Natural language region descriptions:
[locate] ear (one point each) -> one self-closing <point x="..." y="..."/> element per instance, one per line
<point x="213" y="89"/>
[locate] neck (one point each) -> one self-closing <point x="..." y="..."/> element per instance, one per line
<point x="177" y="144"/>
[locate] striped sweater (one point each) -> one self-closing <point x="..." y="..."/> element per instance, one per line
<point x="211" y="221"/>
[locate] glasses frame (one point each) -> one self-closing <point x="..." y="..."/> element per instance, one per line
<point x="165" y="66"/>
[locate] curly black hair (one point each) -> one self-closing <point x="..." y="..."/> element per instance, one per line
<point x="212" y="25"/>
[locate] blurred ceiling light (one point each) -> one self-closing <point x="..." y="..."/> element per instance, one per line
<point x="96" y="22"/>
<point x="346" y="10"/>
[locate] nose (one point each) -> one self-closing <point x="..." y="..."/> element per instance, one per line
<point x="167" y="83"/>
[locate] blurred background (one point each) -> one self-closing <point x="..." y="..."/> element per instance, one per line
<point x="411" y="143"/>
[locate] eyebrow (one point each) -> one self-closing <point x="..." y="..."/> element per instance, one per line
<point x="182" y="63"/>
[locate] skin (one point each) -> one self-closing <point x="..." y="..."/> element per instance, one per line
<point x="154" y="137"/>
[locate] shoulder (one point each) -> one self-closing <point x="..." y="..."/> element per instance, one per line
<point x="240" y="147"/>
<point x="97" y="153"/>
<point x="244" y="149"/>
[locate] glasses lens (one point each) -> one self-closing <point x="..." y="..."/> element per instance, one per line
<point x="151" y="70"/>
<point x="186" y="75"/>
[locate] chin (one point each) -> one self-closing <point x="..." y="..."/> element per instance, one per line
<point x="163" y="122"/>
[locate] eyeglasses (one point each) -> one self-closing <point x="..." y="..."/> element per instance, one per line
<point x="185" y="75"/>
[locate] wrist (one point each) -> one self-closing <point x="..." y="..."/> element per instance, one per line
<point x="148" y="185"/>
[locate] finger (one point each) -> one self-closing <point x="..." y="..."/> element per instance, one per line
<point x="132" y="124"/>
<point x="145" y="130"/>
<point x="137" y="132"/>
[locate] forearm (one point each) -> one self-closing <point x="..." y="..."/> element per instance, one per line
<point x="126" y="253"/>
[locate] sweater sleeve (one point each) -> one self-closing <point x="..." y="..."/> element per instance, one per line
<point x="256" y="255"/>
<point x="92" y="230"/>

** Task goal **
Repeat the data verbatim, line after line, leaving nothing out.

** Response area **
[locate] ear (one point each) -> one self-closing <point x="..." y="..."/> element per instance, one per line
<point x="213" y="89"/>
[locate] neck (one point each) -> one self-closing <point x="..." y="..."/> element per instance, one per line
<point x="177" y="144"/>
[locate] striped sweater (one point each) -> one self-closing <point x="..." y="..."/> element per instance, one per line
<point x="211" y="221"/>
[locate] glasses frame (one point each) -> one self-closing <point x="..." y="..."/> element per instance, one per line
<point x="165" y="66"/>
[locate] curly black hair (one point each) -> one self-closing <point x="..." y="..."/> element per instance, one per line
<point x="212" y="25"/>
[locate] blurred ceiling light (one point each) -> one self-closing <point x="..." y="..."/> element per instance, one per line
<point x="96" y="22"/>
<point x="346" y="10"/>
[locate] nose (one point each) -> one self-closing <point x="..." y="..."/> element per instance, one per line
<point x="167" y="83"/>
[locate] blurred background (one point each) -> one self-closing <point x="..." y="..."/> element per instance, one per line
<point x="411" y="143"/>
[locate] eyebrow (one point each) -> one self-closing <point x="..." y="..."/> element per instance, one per line
<point x="182" y="63"/>
[locate] skin (one point each) -> one self-closing <point x="..." y="..."/> element per instance, one per line
<point x="154" y="137"/>
[locate] shoulder (one point each) -> one self-closing <point x="..." y="..."/> element per instance, one per line
<point x="240" y="147"/>
<point x="97" y="153"/>
<point x="244" y="149"/>
[locate] glasses lens (one point each) -> one self-closing <point x="..." y="..."/> element per instance, one per line
<point x="151" y="70"/>
<point x="186" y="75"/>
[locate] chin (one point each) -> one self-closing <point x="..." y="..."/> element per instance, one per line
<point x="163" y="122"/>
[locate] eyeglasses (one point each) -> one self-closing <point x="..." y="..."/> element per instance, one per line
<point x="185" y="75"/>
[locate] wrist (one point each) -> one self-closing <point x="..." y="..."/> element per instance, one per line
<point x="148" y="185"/>
[locate] finger (one point each) -> one self-closing <point x="..." y="..."/> element per instance, one per line
<point x="132" y="124"/>
<point x="145" y="130"/>
<point x="137" y="132"/>
[locate] forearm (one point each) -> one self-closing <point x="..." y="..."/> element per instance, one per line
<point x="126" y="253"/>
[locate] sweater sleeve (one point each) -> one self-closing <point x="..." y="..."/> element per instance, one per line
<point x="256" y="255"/>
<point x="92" y="230"/>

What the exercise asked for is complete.